[SOURCE EXCERPT]
= = = = = = =

STORGAARD & VESTSKOV GRO LOUDSPEAKERS
Storgaard & Vestskov are an €18,000 pair of compact floorstadning loudspeakers that fall in the middle of this relatively new Danish brand’s portfolio of loudspeakers. Stuart Smith takes a listen for HiFi PiG.

INTRODUCTION
Storgaard & Vestskov is a relatively new Danish brand that comes from Bornholm, an island off Denmark. I’ll not go into the whole history of the brand here, as I would be repeating what I said in my review of their FRIDA speakers; if you would like to know more about the company and their standmounts, you can read the review here.
However, I do think it’s worth repeating this quote from Casper Vestskov Poulsen, CEO, Founder, and designer of the speakers:
“Storgaard & Vestskov began as a family dream, driven by a shared passion for sound and craftsmanship. With over 25 years of experience in precision CNC manufacturing, I partnered with my brother-in-law, Kim Storgaard, who brings decades of expertise in sound reproduction and speaker building.
Our philosophy is simple: ‘Sound that Matters.’ It’s the foundation of everything we create, using only the best components possible. As a designer, I aim to create speakers that blend exceptional performance with timeless, furniture-like aesthetics.”

= = = = = = =

[SUPPLIED DATA]
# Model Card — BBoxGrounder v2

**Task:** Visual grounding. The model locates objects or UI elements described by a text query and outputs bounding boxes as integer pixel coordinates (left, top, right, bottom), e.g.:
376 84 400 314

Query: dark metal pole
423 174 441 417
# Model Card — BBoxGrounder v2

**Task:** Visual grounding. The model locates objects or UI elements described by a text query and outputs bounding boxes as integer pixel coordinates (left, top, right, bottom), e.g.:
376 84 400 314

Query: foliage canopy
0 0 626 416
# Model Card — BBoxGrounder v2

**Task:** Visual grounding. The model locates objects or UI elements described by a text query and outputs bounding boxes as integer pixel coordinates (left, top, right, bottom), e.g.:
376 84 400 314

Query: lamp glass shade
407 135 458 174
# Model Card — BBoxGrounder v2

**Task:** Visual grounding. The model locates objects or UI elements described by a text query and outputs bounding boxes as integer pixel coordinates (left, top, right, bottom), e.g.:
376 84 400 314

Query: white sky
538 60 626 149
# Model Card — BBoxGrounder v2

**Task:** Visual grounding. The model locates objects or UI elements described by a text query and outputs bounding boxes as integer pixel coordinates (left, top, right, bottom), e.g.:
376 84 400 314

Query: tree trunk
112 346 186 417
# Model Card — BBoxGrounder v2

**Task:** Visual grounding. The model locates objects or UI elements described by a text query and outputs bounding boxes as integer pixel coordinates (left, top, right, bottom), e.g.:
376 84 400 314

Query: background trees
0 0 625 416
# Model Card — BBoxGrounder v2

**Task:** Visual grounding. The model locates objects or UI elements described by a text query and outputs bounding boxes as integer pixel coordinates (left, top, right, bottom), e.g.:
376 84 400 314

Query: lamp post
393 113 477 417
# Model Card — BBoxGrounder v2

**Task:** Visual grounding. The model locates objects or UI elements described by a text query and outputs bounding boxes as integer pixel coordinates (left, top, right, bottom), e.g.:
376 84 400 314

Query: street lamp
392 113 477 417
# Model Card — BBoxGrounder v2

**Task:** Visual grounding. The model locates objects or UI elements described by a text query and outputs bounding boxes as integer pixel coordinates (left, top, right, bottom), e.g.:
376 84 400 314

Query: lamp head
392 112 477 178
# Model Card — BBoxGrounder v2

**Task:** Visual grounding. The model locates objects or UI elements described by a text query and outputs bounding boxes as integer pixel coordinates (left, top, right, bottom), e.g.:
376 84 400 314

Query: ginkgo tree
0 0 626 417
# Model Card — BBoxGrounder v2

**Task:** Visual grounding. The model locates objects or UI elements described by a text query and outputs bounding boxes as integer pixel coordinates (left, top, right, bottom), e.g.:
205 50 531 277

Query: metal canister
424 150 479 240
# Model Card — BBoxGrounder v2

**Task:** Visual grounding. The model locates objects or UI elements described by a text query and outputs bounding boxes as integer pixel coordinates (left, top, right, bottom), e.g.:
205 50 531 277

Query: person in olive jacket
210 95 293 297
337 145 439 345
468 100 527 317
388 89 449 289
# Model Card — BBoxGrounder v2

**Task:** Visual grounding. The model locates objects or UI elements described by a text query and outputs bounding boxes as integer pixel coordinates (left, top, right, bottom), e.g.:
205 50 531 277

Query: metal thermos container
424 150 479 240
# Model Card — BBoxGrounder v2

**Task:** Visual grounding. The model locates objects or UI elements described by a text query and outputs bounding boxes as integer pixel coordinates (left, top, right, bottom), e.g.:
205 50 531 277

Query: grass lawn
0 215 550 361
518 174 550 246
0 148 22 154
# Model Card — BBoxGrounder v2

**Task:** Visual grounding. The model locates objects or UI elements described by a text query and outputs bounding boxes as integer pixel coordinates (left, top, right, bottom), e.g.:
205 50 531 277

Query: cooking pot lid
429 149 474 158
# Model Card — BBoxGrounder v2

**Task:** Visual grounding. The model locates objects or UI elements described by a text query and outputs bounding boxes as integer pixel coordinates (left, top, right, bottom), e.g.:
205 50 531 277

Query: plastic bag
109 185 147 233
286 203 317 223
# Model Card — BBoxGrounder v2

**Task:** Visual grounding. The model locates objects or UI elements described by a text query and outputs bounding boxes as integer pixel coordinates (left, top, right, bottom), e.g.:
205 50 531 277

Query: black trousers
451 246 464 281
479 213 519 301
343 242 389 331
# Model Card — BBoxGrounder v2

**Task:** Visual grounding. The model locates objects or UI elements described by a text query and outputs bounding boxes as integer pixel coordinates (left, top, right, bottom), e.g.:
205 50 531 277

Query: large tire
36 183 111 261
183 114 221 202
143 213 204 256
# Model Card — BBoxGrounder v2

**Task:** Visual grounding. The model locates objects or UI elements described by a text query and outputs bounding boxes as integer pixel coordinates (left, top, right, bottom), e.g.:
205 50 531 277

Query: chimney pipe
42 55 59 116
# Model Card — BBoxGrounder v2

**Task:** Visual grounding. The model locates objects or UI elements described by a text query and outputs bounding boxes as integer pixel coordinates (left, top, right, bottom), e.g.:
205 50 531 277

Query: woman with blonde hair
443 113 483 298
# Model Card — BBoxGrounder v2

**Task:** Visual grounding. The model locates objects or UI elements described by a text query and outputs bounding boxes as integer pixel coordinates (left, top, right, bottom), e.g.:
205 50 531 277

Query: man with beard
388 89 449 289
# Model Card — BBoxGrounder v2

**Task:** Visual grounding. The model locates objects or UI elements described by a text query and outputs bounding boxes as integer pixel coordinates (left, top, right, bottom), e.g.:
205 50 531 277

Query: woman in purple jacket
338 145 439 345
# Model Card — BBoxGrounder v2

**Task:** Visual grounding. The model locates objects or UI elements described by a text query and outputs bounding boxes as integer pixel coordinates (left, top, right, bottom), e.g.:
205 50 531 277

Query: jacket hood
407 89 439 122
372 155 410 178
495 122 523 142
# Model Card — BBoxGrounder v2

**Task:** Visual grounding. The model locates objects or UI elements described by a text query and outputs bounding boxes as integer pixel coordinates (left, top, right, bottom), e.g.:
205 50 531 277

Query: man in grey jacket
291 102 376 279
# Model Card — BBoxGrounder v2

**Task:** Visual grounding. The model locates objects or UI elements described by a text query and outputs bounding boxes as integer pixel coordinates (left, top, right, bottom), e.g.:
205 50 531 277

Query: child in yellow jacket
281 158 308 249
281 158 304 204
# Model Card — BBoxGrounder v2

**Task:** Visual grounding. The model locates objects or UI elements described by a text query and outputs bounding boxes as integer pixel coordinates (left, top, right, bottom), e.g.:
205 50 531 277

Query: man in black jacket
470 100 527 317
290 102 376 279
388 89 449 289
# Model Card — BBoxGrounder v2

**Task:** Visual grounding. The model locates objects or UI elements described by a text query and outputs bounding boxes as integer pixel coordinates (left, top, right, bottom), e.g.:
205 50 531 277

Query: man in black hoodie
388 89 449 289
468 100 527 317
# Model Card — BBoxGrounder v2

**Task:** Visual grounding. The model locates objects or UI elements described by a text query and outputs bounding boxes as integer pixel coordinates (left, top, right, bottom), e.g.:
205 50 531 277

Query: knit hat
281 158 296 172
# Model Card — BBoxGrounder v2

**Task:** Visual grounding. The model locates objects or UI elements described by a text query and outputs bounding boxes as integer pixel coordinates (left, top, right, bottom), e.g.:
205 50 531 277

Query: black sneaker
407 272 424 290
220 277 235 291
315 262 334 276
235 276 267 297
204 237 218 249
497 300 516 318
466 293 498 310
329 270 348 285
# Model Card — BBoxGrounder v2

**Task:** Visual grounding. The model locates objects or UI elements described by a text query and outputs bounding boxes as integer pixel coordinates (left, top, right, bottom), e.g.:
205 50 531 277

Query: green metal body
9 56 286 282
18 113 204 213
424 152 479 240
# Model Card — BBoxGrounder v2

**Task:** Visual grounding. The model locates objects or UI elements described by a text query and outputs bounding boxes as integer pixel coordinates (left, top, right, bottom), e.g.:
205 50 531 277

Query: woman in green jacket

= = = = = = =

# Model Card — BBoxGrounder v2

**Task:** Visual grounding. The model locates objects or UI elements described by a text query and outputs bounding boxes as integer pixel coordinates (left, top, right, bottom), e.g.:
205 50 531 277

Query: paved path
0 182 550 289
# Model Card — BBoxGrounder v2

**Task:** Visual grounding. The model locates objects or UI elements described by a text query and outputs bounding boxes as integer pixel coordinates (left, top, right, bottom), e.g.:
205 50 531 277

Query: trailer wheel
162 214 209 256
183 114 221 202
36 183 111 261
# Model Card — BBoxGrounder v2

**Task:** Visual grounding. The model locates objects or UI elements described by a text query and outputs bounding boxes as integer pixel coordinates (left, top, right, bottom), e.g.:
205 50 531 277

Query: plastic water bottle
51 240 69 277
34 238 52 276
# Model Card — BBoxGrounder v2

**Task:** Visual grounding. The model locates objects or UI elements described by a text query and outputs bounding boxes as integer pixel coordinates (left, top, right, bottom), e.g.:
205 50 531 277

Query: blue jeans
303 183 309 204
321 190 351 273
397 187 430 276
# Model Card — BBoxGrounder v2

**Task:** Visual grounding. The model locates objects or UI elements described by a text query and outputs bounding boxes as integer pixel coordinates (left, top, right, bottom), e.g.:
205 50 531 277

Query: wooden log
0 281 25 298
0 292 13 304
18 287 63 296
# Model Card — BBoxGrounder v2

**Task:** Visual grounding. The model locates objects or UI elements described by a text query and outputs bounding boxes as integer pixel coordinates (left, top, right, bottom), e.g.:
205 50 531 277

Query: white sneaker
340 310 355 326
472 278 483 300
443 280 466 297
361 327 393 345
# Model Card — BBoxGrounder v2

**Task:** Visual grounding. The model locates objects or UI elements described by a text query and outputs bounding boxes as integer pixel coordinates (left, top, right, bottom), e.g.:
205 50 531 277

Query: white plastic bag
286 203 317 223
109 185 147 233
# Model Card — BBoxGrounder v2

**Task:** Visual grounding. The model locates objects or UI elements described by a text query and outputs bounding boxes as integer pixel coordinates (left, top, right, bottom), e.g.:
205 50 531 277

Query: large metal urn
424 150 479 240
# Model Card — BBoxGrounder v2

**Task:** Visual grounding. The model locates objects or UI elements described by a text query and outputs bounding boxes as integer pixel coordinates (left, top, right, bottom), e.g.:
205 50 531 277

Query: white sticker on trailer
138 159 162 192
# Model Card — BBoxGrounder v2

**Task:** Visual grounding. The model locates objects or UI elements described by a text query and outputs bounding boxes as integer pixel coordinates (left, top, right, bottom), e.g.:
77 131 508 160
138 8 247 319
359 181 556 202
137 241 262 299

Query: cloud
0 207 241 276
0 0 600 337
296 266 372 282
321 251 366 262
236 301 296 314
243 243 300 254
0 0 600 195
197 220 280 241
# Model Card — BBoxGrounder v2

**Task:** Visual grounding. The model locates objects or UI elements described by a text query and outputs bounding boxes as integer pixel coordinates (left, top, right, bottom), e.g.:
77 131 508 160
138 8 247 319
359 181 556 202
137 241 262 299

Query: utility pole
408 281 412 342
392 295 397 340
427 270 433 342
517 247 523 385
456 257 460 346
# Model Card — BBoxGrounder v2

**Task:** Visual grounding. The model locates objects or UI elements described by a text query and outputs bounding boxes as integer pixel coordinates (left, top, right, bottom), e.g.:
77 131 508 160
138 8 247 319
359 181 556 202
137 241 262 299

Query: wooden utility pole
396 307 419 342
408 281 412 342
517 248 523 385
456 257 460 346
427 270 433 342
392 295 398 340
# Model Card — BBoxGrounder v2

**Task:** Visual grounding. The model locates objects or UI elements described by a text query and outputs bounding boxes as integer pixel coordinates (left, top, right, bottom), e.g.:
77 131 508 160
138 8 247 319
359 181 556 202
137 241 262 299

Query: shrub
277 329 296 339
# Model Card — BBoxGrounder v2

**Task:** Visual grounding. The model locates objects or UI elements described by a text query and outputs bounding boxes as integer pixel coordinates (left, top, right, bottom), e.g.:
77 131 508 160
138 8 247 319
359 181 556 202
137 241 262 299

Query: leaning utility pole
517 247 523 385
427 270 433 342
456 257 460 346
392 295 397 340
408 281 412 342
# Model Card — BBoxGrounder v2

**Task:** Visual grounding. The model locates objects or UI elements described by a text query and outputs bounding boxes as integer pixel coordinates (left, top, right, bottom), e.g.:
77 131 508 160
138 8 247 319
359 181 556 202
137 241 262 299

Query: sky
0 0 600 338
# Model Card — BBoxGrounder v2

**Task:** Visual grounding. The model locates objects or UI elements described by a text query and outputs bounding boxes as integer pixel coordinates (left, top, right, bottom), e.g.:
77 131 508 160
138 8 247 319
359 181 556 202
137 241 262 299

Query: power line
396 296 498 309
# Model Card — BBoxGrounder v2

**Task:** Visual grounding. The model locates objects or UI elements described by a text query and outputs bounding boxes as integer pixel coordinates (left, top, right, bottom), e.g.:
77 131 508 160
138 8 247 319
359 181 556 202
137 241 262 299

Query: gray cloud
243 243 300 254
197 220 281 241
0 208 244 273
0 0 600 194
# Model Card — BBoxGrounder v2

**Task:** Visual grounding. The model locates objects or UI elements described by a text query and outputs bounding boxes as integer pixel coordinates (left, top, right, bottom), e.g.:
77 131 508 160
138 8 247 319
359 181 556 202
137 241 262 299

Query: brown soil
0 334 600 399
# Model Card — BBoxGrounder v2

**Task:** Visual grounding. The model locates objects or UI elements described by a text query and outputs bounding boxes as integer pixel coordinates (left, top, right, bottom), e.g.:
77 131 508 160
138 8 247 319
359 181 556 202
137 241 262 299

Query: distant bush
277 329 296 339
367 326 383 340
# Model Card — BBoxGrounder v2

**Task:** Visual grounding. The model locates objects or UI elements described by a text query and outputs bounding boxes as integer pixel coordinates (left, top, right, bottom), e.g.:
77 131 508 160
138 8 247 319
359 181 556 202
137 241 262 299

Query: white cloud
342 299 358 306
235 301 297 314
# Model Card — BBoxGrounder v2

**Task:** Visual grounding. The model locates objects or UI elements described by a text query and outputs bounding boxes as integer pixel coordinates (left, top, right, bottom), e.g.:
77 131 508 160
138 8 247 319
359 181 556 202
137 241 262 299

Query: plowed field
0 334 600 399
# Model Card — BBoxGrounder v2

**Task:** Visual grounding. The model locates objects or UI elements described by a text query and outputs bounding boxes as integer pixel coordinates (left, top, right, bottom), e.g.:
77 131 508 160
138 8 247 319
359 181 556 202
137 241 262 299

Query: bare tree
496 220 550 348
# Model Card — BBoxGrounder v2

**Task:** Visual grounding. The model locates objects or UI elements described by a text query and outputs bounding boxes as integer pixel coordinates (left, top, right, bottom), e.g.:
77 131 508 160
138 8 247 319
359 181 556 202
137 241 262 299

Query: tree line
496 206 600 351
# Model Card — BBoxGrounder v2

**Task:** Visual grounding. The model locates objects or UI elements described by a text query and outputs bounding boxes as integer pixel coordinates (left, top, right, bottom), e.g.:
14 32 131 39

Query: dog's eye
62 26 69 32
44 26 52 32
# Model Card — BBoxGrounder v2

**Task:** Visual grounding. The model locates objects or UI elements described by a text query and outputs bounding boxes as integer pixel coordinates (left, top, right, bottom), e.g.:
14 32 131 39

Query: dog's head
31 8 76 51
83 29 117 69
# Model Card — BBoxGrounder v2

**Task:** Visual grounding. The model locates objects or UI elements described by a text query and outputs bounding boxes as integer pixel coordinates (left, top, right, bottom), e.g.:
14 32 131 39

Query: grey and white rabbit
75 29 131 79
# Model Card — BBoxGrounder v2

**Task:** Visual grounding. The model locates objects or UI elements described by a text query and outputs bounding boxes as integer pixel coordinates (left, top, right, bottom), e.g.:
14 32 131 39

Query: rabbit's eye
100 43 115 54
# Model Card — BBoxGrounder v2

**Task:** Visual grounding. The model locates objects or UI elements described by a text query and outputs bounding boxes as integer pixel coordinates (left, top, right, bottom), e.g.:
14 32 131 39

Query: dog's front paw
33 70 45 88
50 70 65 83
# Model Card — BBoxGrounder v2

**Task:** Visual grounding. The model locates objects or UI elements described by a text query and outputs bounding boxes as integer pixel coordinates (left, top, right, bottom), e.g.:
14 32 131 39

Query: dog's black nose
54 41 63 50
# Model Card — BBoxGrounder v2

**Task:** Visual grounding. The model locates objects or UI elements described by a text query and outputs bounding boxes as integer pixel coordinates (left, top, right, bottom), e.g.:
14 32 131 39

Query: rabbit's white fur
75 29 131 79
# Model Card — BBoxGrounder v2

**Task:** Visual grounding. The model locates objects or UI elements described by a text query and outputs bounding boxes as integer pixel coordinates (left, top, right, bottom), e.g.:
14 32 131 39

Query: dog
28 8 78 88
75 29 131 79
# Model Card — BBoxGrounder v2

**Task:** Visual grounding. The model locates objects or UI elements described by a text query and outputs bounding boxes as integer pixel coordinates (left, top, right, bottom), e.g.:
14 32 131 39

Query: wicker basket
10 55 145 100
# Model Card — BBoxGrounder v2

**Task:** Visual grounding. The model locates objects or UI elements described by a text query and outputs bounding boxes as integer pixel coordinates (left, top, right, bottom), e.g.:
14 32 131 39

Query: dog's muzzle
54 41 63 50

= = = = = = =

[PROBLEMS TO SOLVE]
[a] Answer these questions from the loudspeaker review:
(i) What is the price of the pair of loudspeakers?
(ii) Which island does the brand come from?
(iii) How many years of experience in precision CNC manufacturing does the quoted CEO mention?
[b] Echo everything in the loudspeaker review from "STORGAARD & VESTSKOV GRO" down to "the review here.".

[SOLVED TASKS]
[a]
(i) €18,000
(ii) Bornholm, an island off Denmark
(iii) Over 25 years

[b]
STORGAARD & VESTSKOV GRO LOUDSPEAKERS
Storgaard & Vestskov are an €18,000 pair of compact floorstadning loudspeakers that fall in the middle of this relatively new Danish brand’s portfolio of loudspeakers. Stuart Smith takes a listen for HiFi PiG.

INTRODUCTION
Storgaard & Vestskov is a relatively new Danish brand that comes from Bornholm, an island off Denmark. I’ll not go into the whole history of the brand here, as I would be repeating what I said in my review of their FRIDA speakers; if you would like to know more about the company and their standmounts, you can read the review here.